* THE REQUEST
Can you output every line of the material below as a Markdown table with the columns Row and Line, numbering the rows, skipping blank lines, and leaving out the pictures?

START ROWS

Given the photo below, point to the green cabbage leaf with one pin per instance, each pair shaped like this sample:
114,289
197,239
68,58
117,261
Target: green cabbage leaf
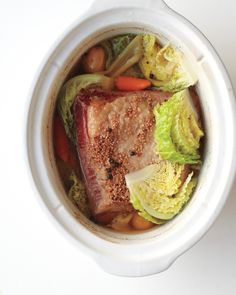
177,132
127,58
158,191
166,67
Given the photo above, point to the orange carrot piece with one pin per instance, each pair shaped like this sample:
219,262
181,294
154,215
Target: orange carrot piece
131,84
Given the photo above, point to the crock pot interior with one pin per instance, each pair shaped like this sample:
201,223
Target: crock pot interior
65,69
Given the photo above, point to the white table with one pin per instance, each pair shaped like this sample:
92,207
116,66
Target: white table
34,258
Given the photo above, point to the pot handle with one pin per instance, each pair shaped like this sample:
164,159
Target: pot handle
101,5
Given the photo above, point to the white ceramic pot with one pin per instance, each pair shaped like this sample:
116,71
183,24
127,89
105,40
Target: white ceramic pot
155,250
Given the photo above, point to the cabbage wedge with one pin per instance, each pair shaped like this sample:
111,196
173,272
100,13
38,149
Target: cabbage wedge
128,57
158,192
166,67
177,132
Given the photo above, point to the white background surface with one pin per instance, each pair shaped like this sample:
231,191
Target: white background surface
34,257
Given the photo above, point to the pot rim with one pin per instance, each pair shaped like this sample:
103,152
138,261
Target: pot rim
166,258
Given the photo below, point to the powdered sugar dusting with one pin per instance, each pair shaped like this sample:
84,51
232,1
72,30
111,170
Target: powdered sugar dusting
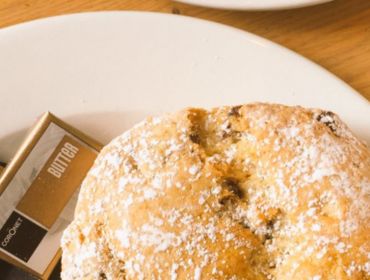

END ROWS

* RESULT OF THE TASK
| Row | Line |
|---|---|
| 1 | Given the photo below, point to the green cabbage leaf with one pin per instance, each pair shaped like this sample: |
| 2 | 114,289 |
| 3 | 197,239 |
| 4 | 68,58 |
| 5 | 117,261 |
| 6 | Target: green cabbage leaf |
| 7 | 177,132 |
| 8 | 127,58 |
| 9 | 158,191 |
| 10 | 166,67 |
| 11 | Given the photo above, point to the orange carrot piece with one pin per instance, each pair shaped like this sample: |
| 12 | 219,262 |
| 13 | 181,294 |
| 14 | 154,215 |
| 15 | Target: orange carrot piece |
| 16 | 131,84 |
| 17 | Given the photo above, point to the crock pot interior with one pin per instance, each pair shaped like this sample: |
| 18 | 201,223 |
| 19 | Target: crock pot interior |
| 20 | 65,69 |
| 21 | Given the photo above, point to the white table with one pin per instance, each pair shaped like this sample: |
| 22 | 92,207 |
| 23 | 116,66 |
| 24 | Target: white table |
| 25 | 34,258 |
| 26 | Given the photo above, point to the pot handle with one pin per instance, each pair shaped like this sample: |
| 27 | 164,159 |
| 28 | Target: pot handle |
| 29 | 101,5 |
| 30 | Given the photo above, point to the white ceramic pot with one pin per instance, each pair shaped like this sample: |
| 31 | 116,71 |
| 32 | 183,24 |
| 33 | 127,89 |
| 34 | 105,40 |
| 35 | Target: white ceramic pot |
| 36 | 155,250 |
| 37 | Given the photo above, point to the cabbage wedge with one pin per instance, each pair shaped like this sample: |
| 38 | 111,196 |
| 39 | 173,272 |
| 40 | 100,13 |
| 41 | 38,149 |
| 42 | Target: cabbage wedge |
| 43 | 128,57 |
| 44 | 158,192 |
| 45 | 166,67 |
| 46 | 177,132 |
| 47 | Given the photo above, point to the white background surface with one pin per instance, each pair shaped like this sample: |
| 48 | 231,191 |
| 49 | Target: white background surface |
| 50 | 34,257 |
| 51 | Given the photo above, point to the pot rim with one pin per instance, each pair shaped like this sample: |
| 52 | 103,152 |
| 53 | 138,261 |
| 54 | Target: pot rim |
| 55 | 166,258 |
| 56 | Given the photo below, point to the powdered sugar dusting with one pin per instance, each pair shaped like this sample: |
| 57 | 84,51 |
| 58 | 232,1 |
| 59 | 72,30 |
| 60 | 111,170 |
| 61 | Target: powdered sugar dusting |